● **Data**:
★ ★ ★

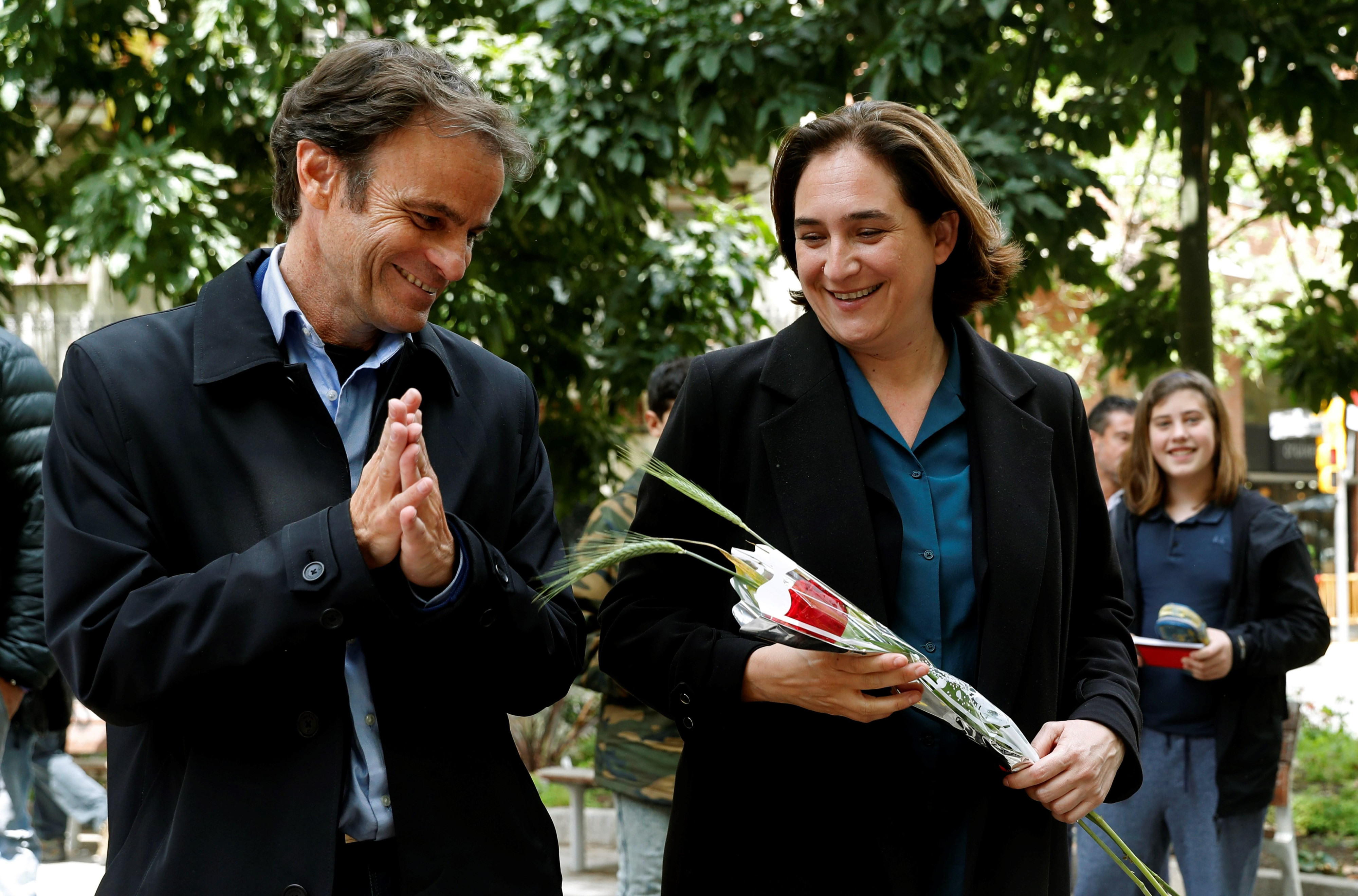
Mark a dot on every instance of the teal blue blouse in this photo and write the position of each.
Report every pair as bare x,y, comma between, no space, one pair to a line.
931,485
935,605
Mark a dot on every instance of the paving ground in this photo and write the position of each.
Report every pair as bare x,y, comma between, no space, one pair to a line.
1329,683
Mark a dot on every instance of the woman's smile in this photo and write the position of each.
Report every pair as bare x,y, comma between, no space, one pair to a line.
856,295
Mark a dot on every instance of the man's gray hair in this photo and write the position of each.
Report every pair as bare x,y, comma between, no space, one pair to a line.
363,91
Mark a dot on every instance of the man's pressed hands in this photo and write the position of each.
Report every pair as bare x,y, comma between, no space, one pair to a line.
1079,764
397,510
833,683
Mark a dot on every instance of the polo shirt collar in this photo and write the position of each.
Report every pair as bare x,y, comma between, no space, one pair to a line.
944,408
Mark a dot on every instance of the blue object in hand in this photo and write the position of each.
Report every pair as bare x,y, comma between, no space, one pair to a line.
1178,622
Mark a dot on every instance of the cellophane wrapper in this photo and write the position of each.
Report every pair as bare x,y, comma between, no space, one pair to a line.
796,609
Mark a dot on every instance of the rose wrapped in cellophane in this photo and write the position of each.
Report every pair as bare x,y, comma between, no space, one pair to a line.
792,602
780,602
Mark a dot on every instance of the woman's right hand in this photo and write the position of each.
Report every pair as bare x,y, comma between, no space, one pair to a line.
833,683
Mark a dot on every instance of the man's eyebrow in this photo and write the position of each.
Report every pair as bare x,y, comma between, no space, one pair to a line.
453,215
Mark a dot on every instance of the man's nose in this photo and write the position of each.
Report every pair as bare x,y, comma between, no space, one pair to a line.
452,258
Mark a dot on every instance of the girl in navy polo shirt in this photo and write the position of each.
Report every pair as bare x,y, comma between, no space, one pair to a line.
1188,533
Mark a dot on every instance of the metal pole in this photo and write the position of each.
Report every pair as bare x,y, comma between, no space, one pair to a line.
1342,546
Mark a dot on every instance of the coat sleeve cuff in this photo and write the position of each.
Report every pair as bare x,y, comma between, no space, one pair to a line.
1110,713
700,705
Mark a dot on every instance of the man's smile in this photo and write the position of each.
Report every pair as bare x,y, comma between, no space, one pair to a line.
415,280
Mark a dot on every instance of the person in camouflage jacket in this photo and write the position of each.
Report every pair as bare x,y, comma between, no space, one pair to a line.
638,747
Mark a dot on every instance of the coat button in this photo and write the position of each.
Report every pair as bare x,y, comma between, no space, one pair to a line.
309,724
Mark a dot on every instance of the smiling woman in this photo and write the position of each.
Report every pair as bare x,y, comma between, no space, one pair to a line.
935,481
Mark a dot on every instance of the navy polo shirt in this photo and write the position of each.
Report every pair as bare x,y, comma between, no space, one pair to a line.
1185,564
935,605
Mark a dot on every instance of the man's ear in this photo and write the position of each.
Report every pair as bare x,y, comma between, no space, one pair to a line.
320,174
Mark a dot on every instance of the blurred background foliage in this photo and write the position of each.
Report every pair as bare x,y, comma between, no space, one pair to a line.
138,131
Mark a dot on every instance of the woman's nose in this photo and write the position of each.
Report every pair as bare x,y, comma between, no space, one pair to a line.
841,261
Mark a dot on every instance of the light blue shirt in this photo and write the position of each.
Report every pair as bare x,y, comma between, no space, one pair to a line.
366,811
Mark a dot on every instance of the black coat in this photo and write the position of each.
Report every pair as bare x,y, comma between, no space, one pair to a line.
775,799
1276,622
26,396
192,476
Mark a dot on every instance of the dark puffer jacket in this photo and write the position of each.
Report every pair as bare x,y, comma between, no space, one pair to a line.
1276,622
26,401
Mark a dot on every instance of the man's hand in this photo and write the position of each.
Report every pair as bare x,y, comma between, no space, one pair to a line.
1079,762
428,550
377,504
1212,662
833,683
13,696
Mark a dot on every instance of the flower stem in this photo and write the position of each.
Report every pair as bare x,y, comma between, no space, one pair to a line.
1162,887
1114,857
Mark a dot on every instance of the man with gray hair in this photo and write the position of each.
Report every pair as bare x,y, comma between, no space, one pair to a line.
295,530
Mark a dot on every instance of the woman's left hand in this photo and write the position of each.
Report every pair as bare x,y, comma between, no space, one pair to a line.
1079,762
1212,662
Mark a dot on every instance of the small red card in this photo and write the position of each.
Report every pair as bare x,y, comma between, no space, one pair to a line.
1169,655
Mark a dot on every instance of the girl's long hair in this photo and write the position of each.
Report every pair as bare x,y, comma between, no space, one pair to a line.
1144,481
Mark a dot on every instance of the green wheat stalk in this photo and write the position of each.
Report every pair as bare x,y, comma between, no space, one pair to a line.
667,474
593,559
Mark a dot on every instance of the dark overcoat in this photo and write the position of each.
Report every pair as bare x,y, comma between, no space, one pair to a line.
775,799
192,476
1276,622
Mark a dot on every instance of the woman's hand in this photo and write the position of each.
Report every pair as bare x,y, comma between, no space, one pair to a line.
1079,764
833,683
1212,662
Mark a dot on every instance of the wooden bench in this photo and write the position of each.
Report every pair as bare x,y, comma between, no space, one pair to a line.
576,781
1283,842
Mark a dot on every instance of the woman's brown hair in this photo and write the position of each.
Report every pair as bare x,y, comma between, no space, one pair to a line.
934,176
1144,481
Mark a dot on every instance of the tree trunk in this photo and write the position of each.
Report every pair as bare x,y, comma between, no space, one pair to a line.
1196,347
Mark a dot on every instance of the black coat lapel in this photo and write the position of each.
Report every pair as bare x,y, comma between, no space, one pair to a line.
1014,450
815,468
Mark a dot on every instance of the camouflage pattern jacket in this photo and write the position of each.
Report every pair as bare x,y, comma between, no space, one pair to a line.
638,749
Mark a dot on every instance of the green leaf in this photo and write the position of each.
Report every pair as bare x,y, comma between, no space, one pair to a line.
1183,49
1230,44
711,63
932,59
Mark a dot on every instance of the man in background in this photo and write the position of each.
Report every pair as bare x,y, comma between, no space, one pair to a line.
638,749
26,400
1110,429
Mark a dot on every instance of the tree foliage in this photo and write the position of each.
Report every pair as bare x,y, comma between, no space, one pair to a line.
1257,67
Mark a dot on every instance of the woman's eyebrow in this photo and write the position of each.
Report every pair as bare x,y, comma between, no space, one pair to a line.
866,216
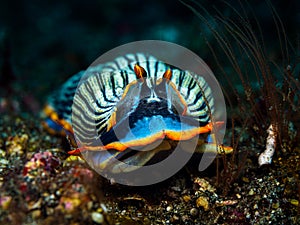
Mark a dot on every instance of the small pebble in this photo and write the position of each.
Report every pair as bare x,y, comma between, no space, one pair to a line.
97,217
251,192
194,211
186,198
203,202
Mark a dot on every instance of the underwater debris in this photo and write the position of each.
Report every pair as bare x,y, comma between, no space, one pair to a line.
266,156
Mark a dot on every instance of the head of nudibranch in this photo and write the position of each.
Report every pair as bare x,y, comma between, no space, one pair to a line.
134,113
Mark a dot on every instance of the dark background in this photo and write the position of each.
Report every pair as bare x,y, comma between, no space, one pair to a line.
42,43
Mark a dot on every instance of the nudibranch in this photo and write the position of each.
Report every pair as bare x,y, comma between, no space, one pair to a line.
131,109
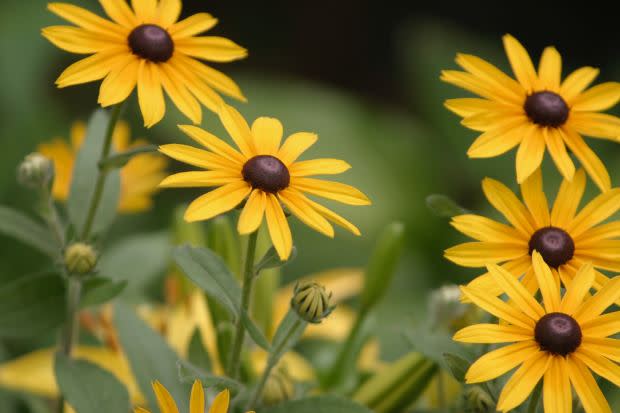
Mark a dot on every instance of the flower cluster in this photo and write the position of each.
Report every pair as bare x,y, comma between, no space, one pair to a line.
543,248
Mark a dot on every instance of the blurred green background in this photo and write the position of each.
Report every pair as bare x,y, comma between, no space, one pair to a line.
363,75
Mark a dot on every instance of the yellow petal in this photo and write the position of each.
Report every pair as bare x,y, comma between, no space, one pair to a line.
530,153
535,199
600,97
557,394
295,145
279,231
217,202
331,190
193,25
576,82
568,199
523,381
211,48
150,94
253,212
521,63
267,133
493,333
497,362
550,69
197,398
298,205
506,202
592,399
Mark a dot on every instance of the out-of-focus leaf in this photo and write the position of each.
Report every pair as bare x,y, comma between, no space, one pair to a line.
100,290
17,225
84,178
31,305
88,388
149,356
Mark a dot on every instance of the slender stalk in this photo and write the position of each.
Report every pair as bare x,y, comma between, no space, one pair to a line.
103,172
246,295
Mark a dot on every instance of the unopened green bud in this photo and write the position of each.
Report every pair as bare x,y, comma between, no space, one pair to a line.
477,400
311,302
35,171
80,258
279,388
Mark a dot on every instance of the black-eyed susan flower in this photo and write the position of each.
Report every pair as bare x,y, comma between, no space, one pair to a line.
558,343
139,177
565,238
535,111
265,172
149,49
196,401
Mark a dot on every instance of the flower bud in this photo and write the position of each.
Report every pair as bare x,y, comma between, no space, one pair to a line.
80,258
311,302
35,171
279,388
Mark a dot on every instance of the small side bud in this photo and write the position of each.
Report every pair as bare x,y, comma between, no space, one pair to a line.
311,302
35,171
80,258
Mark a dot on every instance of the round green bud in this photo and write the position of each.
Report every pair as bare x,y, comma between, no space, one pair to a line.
311,302
35,171
80,258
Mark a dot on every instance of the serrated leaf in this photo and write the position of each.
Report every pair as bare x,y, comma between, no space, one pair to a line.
31,305
88,388
84,178
149,356
20,226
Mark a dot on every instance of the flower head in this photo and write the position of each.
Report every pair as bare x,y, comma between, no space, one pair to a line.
139,178
559,342
535,111
149,49
565,238
265,172
196,401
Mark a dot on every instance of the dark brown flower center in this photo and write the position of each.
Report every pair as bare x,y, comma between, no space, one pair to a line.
546,109
266,172
558,333
554,244
151,42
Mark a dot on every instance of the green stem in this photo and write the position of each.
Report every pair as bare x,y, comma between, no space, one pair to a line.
246,295
103,172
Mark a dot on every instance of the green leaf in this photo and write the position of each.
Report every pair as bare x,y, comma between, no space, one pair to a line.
210,274
320,404
271,259
99,290
443,206
84,178
88,388
198,354
149,356
458,366
17,225
31,305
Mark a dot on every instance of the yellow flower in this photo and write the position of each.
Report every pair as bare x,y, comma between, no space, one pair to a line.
264,172
566,239
196,400
146,47
559,343
139,178
535,111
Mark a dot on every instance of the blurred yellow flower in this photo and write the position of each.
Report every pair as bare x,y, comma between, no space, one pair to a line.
139,178
535,110
196,400
146,48
558,343
265,172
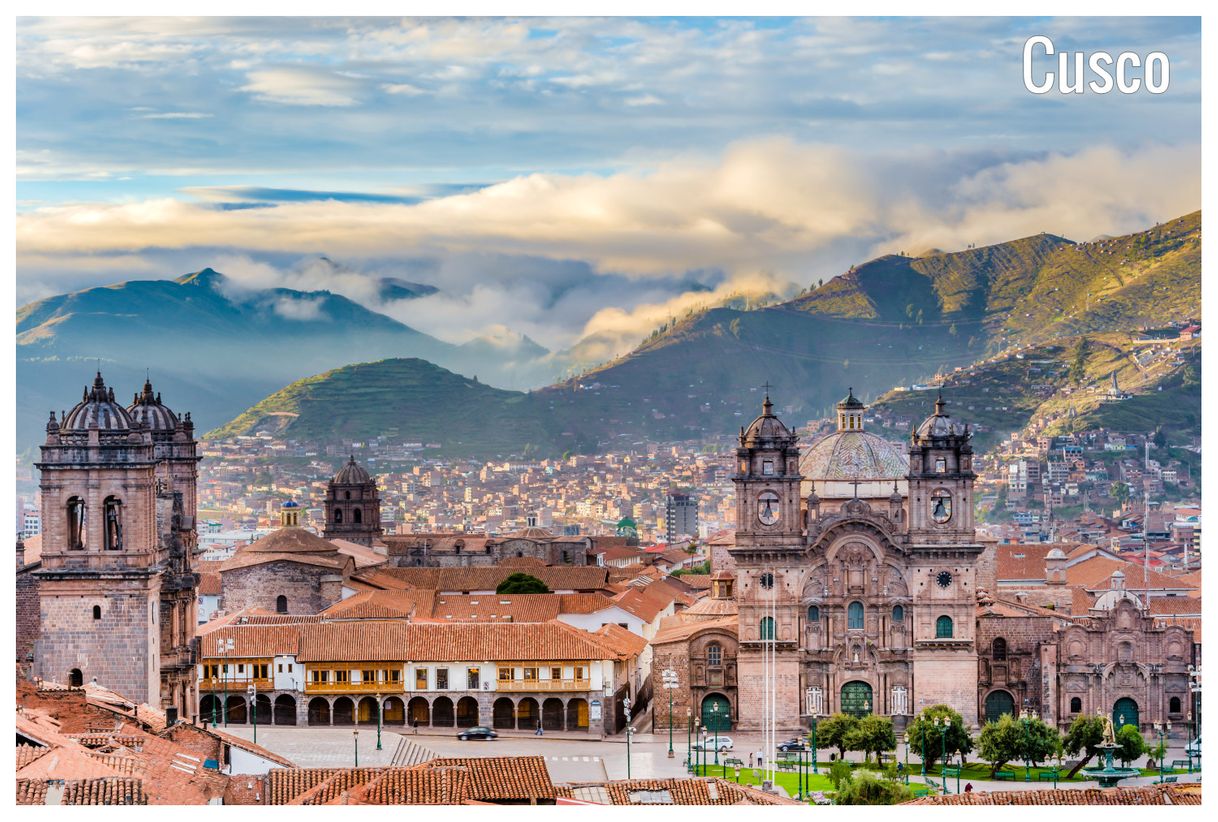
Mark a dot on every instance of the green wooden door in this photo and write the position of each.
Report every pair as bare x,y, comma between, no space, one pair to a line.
856,699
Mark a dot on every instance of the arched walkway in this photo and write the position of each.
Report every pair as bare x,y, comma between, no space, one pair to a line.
392,711
999,703
577,715
262,709
716,713
285,710
318,711
504,714
367,711
211,709
419,713
1124,713
467,713
442,713
344,711
236,710
526,714
552,714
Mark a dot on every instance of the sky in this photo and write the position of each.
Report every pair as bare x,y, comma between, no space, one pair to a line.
577,180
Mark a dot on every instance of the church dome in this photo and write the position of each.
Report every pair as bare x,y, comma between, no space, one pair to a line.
766,430
351,474
149,411
98,408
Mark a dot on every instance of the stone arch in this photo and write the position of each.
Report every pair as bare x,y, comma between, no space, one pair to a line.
394,711
285,710
419,711
552,714
344,711
319,711
442,715
467,713
998,703
577,714
366,711
503,714
528,714
236,710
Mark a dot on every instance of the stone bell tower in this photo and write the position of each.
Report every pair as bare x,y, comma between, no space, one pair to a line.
943,564
767,553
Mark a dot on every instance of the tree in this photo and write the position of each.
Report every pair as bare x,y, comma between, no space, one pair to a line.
1130,744
872,733
1083,737
922,730
520,582
834,732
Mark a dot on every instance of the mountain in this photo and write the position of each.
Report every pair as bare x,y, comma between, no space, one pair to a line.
407,400
210,346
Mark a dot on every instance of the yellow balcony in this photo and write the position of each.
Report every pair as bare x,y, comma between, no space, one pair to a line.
512,686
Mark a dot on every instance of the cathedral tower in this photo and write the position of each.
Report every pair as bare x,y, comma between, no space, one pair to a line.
352,505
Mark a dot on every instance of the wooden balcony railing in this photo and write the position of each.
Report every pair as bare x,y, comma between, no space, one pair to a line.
512,686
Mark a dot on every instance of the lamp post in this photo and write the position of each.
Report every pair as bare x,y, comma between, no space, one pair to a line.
670,685
626,704
378,721
1162,730
252,691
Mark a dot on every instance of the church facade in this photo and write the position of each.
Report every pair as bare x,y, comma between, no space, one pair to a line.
856,570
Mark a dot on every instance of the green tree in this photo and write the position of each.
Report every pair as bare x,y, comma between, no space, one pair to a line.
834,732
1082,739
519,582
866,789
872,733
923,730
1130,744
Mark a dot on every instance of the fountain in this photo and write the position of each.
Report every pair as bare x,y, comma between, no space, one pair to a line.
1108,776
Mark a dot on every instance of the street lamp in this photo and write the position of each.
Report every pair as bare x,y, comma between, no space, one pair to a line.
626,704
252,691
670,685
378,721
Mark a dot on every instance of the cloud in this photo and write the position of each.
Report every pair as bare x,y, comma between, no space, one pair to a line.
300,85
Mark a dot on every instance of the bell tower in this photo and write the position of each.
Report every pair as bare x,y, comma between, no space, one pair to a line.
943,564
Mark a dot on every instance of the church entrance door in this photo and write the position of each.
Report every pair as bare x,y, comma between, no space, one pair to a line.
856,698
1124,713
716,713
998,704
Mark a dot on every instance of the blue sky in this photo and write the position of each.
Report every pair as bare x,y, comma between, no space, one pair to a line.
571,178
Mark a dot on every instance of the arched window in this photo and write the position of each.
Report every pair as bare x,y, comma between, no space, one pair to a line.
854,615
113,523
76,524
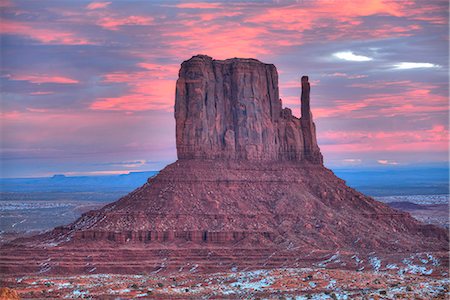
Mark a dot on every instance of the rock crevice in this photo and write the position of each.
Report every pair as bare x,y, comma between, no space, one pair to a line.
230,109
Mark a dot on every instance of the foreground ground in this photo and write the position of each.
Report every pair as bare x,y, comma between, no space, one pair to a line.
286,283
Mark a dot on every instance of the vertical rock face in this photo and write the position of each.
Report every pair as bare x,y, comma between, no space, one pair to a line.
231,109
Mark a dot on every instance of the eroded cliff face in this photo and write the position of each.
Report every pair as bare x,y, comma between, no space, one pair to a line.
230,109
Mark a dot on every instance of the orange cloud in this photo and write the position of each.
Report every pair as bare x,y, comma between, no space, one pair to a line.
44,79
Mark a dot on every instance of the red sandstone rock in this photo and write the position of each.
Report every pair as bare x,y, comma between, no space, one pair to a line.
230,109
249,190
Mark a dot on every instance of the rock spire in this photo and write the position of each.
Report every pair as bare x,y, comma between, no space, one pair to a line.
230,109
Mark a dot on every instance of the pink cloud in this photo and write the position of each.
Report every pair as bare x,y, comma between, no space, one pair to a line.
200,5
44,35
113,23
44,79
386,162
152,89
409,101
41,93
435,139
97,5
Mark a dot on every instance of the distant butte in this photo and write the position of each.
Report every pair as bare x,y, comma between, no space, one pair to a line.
249,190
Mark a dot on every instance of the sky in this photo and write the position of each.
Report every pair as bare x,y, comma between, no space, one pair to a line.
88,88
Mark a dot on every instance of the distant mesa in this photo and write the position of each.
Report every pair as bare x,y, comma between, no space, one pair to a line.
249,190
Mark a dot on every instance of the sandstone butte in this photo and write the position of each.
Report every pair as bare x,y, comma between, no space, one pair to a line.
249,191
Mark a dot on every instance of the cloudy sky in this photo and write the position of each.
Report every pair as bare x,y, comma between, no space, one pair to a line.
88,87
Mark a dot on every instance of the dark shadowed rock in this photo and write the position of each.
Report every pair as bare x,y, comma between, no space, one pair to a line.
249,190
230,109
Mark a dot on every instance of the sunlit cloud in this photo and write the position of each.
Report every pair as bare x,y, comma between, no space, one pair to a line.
97,5
348,76
350,56
44,79
114,23
98,60
386,162
199,5
352,161
414,65
41,93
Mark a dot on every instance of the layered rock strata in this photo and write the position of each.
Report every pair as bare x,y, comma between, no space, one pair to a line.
231,109
249,190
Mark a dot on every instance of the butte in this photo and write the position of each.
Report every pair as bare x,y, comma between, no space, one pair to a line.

★ ★ ★

● **Exercise**:
If a line of the data contains the word "black", it should be counted; state the total and nothing more.

● **Solution**:
3